# Task to carry out
Rewrite the data from its first line through the line containing "349 949 L 366", both included, keeping the request lines unchanged. Multiply every coordinate in the answer outlines by 1.55 and round each result to a whole number, rounding halves up.

# Raw data
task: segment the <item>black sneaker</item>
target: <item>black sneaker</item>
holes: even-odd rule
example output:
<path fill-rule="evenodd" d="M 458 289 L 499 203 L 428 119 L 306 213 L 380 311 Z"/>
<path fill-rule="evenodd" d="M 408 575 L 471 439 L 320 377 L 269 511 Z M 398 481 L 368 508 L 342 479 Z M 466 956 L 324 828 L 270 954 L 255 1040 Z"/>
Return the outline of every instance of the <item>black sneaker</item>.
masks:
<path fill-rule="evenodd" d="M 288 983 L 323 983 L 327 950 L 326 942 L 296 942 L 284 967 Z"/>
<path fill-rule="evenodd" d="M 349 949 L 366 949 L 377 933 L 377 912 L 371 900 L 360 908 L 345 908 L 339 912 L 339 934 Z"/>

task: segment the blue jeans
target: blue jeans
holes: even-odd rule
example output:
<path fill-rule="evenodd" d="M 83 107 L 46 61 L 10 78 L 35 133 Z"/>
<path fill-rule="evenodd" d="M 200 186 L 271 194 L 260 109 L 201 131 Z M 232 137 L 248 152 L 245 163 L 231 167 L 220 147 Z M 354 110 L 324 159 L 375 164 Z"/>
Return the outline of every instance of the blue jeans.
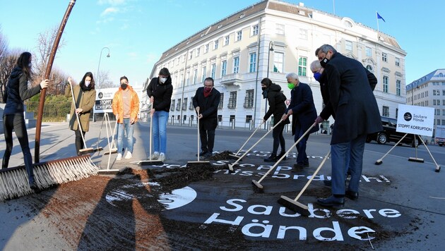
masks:
<path fill-rule="evenodd" d="M 133 153 L 133 131 L 134 130 L 134 123 L 133 125 L 130 123 L 130 118 L 124 118 L 124 123 L 119 123 L 117 125 L 117 153 L 124 154 L 124 152 L 121 152 L 122 148 L 124 148 L 124 142 L 122 140 L 124 137 L 124 130 L 125 130 L 125 134 L 126 135 L 126 149 L 131 153 Z"/>
<path fill-rule="evenodd" d="M 366 134 L 359 135 L 351 141 L 333 144 L 331 146 L 333 195 L 345 194 L 345 173 L 348 166 L 351 173 L 351 180 L 349 181 L 348 189 L 352 192 L 358 192 L 363 168 L 365 141 Z M 349 165 L 347 166 L 348 156 Z"/>
<path fill-rule="evenodd" d="M 166 153 L 168 112 L 165 111 L 155 111 L 152 119 L 153 120 L 153 150 L 160 153 Z"/>

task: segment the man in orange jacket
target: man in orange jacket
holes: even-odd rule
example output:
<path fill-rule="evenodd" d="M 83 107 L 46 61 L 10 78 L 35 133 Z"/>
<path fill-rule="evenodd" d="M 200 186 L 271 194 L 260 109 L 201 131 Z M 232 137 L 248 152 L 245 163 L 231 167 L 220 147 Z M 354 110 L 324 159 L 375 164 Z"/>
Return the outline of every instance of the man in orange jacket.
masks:
<path fill-rule="evenodd" d="M 117 157 L 116 160 L 121 160 L 124 150 L 122 138 L 124 130 L 126 137 L 126 155 L 125 159 L 131 159 L 133 155 L 133 131 L 134 123 L 138 121 L 139 112 L 139 98 L 136 92 L 129 84 L 126 76 L 121 78 L 121 87 L 114 94 L 112 104 L 113 114 L 117 120 Z"/>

# Response to this exercise
task: segment the <item>black sneaker</item>
target: <item>black sneaker</item>
holes: even-odd rule
example output:
<path fill-rule="evenodd" d="M 458 289 L 499 203 L 428 119 L 306 213 L 380 311 Z"/>
<path fill-rule="evenodd" d="M 408 575 L 471 439 L 320 377 L 269 511 Z M 398 481 L 368 508 L 342 479 Z M 466 956 L 324 828 L 270 954 L 255 1040 Z"/>
Return the outline of every instance of the <item>black sneaker</item>.
masks:
<path fill-rule="evenodd" d="M 446 1524 L 501 1524 L 507 1473 L 505 1460 L 459 1460 L 440 1499 Z"/>
<path fill-rule="evenodd" d="M 541 1471 L 567 1471 L 584 1446 L 584 1414 L 575 1395 L 558 1407 L 535 1407 L 525 1414 L 525 1448 Z"/>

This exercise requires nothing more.